** START OF Extract provided **

Watch Out For …a committee to once again be employed by the coaching staff. The Blazers feature a lot of similar parts, and no one stud to spearhead the running game. In a pro-style offense that aims to soften opposing defenses on the ground, look for at least three of the primary backs to earn at least 75 carries in the fall.
Strength: Power runners. Yeah, Franklin, the main threat on the ground, is more of a shifty operator, but behind him are three very physical Blazers, who can all keep drives alive on short-yardage plunges. Coles, Jackson and Reaves each tip the scales at no less than 210 pounds, good news for an attack that has had recent problems on third downs.
Weakness: A bona fide feature back. Who on this roster can be ridden 20-25 times a game? Is it Franklin who has never toted the ball more than 17 times in a contest? How about Reaves, who is still rehabbing an injury? Even in a shared backfield, UAB needs to determine who can be leaned on, week-in and week-out.
Outlook: It’s not the Crimson Tide backfield, but UAB is rather pleased with the mix of talent in the backfield. Franklin will be the big-play producer on the ground, while Coles, Jackson or Reaves can be deployed to hammer the other team. The backs should be fresh throughout the season, producing decent aggregate numbers, but no individual stars.

** END OF Extract provided **

Task 1> Write out the UAB backfield preview word for word from "Weakness: A bona" to "no individual stars.".
Task 2> According to the UAB backfield preview, what is the least that Coles, Jackson and Reaves each weigh?
Work only from the UAB backfield preview.

** START OF Entries provided **

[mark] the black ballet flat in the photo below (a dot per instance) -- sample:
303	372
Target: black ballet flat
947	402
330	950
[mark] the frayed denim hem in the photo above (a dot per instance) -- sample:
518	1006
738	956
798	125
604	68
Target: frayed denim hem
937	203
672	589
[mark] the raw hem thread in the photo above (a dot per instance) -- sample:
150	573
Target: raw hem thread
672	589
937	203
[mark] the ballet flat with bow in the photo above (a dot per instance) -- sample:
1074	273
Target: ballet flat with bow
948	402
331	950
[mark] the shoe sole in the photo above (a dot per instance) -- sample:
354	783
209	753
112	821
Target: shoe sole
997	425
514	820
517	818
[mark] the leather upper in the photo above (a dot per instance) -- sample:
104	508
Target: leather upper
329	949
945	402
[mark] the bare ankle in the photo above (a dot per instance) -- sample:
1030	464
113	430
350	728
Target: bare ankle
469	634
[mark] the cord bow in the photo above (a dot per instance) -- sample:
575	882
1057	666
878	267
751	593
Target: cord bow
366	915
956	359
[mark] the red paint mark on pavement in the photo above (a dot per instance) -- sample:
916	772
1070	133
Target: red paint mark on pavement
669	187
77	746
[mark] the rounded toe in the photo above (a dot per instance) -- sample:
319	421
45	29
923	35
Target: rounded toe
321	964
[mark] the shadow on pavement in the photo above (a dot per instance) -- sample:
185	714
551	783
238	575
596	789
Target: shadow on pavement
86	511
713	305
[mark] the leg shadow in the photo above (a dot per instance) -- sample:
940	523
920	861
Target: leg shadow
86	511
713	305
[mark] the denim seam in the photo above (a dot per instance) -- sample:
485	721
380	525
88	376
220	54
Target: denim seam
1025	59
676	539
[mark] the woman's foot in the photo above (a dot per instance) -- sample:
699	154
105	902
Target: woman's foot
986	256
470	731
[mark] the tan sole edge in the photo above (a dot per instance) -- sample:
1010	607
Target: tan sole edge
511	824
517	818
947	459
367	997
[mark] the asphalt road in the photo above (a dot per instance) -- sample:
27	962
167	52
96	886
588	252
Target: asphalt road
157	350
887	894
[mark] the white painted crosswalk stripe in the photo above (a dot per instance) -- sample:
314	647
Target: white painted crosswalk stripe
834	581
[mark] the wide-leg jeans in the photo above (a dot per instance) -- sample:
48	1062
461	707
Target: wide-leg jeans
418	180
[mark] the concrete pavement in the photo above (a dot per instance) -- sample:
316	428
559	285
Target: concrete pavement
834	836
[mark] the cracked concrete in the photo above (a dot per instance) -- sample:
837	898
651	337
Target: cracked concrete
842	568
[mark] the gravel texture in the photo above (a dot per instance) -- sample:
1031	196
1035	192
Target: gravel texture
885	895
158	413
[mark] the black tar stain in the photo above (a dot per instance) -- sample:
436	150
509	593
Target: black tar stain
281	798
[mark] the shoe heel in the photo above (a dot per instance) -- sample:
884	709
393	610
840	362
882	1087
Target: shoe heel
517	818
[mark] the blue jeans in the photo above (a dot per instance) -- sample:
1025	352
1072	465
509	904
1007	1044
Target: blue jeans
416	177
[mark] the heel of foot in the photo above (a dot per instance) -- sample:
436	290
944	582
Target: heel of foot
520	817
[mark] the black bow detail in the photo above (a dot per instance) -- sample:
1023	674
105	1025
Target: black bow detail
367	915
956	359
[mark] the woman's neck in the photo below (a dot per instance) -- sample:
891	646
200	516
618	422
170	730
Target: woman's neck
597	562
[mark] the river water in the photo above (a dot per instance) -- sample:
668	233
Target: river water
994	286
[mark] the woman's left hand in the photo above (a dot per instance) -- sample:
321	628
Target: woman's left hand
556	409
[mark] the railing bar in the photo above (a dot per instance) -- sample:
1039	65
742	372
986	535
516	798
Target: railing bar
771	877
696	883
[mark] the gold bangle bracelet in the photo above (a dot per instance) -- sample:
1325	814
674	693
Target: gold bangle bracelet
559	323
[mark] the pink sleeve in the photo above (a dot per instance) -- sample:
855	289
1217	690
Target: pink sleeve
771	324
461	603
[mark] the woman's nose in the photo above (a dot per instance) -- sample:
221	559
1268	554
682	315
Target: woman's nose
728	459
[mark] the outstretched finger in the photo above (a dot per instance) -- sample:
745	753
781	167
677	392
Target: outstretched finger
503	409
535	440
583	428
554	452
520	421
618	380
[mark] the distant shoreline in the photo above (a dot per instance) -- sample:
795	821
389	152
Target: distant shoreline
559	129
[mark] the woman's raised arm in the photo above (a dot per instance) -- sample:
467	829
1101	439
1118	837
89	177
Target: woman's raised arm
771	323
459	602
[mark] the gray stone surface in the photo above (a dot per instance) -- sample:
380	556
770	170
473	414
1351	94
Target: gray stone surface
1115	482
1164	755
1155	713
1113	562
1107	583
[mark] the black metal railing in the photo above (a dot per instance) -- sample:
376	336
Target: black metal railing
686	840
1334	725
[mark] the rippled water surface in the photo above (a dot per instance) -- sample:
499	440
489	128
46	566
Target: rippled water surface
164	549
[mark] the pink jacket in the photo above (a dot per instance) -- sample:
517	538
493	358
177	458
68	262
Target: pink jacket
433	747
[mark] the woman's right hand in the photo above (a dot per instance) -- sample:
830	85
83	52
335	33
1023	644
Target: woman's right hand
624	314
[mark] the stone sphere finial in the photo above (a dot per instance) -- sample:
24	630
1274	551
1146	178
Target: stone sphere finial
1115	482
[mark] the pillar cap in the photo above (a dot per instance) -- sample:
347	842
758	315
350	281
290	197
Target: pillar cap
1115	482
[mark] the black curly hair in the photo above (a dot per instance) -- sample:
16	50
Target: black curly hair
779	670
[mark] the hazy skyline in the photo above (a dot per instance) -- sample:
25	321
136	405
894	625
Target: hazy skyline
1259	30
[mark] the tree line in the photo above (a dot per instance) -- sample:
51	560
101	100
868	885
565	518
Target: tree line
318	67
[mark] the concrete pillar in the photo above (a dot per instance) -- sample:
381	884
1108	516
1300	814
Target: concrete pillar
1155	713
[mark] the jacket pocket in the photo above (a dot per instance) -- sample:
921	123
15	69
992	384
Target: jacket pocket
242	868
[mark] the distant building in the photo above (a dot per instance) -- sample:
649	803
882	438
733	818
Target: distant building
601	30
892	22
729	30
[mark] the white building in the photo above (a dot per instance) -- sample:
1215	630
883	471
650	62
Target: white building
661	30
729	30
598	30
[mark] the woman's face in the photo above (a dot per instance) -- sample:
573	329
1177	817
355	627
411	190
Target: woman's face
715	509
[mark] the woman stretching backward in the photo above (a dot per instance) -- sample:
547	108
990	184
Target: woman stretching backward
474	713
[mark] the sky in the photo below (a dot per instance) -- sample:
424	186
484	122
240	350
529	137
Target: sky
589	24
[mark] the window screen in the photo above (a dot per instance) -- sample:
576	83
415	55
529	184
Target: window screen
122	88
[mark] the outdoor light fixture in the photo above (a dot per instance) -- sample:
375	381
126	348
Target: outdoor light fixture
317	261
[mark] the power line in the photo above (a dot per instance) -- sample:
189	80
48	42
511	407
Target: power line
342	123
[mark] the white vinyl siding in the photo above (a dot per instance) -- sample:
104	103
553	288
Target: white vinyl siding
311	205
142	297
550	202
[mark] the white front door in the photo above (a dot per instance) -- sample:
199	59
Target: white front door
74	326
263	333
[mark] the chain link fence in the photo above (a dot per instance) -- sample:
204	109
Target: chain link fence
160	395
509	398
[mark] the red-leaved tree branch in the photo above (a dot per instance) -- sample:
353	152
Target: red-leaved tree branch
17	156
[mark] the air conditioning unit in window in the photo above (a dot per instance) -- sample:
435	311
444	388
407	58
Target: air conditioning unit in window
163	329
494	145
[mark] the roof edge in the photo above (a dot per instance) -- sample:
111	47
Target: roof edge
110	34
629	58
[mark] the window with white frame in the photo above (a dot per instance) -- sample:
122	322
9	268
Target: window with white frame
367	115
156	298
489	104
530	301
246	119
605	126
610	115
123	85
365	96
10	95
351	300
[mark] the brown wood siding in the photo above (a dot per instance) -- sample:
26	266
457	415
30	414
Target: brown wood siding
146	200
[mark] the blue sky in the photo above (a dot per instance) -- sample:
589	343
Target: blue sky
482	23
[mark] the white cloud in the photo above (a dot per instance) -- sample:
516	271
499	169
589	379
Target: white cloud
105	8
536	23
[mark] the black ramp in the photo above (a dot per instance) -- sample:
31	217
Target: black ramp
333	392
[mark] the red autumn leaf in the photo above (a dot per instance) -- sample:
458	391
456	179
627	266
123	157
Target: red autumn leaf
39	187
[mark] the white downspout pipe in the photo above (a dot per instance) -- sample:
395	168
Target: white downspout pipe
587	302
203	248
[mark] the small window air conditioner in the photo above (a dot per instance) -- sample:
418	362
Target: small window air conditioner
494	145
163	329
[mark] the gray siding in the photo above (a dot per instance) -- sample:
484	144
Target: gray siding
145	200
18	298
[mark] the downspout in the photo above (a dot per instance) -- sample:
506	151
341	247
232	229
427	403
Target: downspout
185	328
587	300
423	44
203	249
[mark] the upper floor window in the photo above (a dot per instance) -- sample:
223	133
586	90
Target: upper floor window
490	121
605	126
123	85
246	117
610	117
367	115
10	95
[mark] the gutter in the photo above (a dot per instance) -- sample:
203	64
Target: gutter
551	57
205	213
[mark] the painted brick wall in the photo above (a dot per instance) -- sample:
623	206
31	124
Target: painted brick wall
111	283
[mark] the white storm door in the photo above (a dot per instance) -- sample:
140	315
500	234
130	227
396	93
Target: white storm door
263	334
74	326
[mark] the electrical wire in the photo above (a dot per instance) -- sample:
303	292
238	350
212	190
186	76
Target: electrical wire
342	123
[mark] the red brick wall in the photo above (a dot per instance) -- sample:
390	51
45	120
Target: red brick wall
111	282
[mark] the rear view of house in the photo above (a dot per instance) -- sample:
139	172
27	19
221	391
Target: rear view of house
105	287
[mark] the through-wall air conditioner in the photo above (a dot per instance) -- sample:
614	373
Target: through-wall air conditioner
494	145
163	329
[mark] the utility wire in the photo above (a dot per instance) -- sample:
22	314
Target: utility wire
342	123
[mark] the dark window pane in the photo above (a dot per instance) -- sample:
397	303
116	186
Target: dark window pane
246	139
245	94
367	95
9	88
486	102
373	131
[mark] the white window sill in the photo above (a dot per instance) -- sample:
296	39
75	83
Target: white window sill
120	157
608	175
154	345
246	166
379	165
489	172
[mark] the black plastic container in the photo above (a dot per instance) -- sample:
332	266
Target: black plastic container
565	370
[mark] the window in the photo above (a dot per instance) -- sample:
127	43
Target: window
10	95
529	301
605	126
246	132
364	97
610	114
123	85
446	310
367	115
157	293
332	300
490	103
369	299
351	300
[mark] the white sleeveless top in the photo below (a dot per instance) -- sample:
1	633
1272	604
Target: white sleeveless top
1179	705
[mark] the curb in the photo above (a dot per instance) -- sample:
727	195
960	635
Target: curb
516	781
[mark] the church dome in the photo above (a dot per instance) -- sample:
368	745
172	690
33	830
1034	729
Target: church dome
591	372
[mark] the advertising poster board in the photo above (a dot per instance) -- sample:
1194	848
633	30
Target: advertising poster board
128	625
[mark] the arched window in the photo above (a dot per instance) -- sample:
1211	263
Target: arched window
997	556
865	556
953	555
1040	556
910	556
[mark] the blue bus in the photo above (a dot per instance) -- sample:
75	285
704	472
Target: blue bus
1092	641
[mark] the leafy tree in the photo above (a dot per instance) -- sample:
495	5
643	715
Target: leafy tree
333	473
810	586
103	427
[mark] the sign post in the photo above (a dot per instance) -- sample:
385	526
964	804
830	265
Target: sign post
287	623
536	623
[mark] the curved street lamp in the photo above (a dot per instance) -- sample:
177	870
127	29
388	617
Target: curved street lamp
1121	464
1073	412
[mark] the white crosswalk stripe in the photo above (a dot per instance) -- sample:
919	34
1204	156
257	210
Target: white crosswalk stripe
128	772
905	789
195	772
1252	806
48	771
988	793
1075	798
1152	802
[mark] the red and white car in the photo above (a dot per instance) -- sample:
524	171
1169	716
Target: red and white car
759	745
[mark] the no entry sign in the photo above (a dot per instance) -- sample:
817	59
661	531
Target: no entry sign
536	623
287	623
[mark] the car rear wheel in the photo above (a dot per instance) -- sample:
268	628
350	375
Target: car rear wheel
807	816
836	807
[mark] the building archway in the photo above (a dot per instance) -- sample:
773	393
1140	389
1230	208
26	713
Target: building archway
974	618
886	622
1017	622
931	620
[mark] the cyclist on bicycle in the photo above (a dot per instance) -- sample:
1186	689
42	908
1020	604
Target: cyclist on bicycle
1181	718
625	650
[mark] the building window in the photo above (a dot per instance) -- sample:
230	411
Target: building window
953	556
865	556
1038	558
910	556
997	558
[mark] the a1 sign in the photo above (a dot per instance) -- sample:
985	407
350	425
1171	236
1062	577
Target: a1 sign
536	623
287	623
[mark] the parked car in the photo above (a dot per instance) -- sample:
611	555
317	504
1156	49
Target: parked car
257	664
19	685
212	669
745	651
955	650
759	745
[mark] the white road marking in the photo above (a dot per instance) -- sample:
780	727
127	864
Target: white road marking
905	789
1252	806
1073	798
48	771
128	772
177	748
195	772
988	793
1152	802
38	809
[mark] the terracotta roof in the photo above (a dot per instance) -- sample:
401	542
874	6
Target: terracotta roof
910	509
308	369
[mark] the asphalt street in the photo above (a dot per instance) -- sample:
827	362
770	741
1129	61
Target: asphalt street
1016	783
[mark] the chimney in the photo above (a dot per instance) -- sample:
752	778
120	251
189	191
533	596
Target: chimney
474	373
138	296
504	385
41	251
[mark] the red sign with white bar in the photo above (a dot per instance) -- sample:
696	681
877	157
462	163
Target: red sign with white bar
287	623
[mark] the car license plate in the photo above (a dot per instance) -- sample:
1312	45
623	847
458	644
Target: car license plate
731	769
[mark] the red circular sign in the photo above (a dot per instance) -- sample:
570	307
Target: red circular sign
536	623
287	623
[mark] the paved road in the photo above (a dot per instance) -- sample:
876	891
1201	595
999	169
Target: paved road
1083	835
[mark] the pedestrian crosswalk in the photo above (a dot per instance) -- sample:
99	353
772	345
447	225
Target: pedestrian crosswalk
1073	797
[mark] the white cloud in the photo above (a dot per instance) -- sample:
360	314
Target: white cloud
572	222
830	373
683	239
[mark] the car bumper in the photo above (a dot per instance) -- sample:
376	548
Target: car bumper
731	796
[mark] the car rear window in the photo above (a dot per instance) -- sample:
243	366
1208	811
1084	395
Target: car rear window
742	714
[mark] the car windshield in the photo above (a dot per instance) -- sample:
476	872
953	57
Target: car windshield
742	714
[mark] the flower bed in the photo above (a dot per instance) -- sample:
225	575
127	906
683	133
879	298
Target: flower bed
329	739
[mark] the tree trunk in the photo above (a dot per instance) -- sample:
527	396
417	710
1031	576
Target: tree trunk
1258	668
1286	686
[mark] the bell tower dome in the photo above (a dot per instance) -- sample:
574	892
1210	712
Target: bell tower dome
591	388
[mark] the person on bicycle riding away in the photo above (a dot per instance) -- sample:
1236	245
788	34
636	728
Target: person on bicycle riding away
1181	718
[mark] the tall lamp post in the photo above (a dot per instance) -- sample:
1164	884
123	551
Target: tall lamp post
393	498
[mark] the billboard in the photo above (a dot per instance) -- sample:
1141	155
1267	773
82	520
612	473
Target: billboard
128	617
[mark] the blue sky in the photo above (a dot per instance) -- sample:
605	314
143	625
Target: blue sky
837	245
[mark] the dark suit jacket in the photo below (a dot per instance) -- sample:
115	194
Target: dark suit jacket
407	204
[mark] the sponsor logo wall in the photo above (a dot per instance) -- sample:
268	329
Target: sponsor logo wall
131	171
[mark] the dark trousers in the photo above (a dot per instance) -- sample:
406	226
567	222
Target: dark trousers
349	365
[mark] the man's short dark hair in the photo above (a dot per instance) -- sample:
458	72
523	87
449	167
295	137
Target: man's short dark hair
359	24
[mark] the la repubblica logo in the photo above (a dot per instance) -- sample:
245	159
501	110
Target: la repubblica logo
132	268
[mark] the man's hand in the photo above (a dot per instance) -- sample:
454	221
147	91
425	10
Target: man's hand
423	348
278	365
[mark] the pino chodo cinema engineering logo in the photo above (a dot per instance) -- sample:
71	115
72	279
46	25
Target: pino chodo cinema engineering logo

** END OF Entries provided **

Worked answer 1>
Weakness: A bona fide feature back. Who on this roster can be ridden 20-25 times a game? Is it Franklin who has never toted the ball more than 17 times in a contest? How about Reaves, who is still rehabbing an injury? Even in a shared backfield, UAB needs to determine who can be leaned on, week-in and week-out.
Outlook: It’s not the Crimson Tide backfield, but UAB is rather pleased with the mix of talent in the backfield. Franklin will be the big-play producer on the ground, while Coles, Jackson or Reaves can be deployed to hammer the other team. The backs should be fresh throughout the season, producing decent aggregate numbers, but no individual stars.

Worked answer 2> No less than 210 pounds each.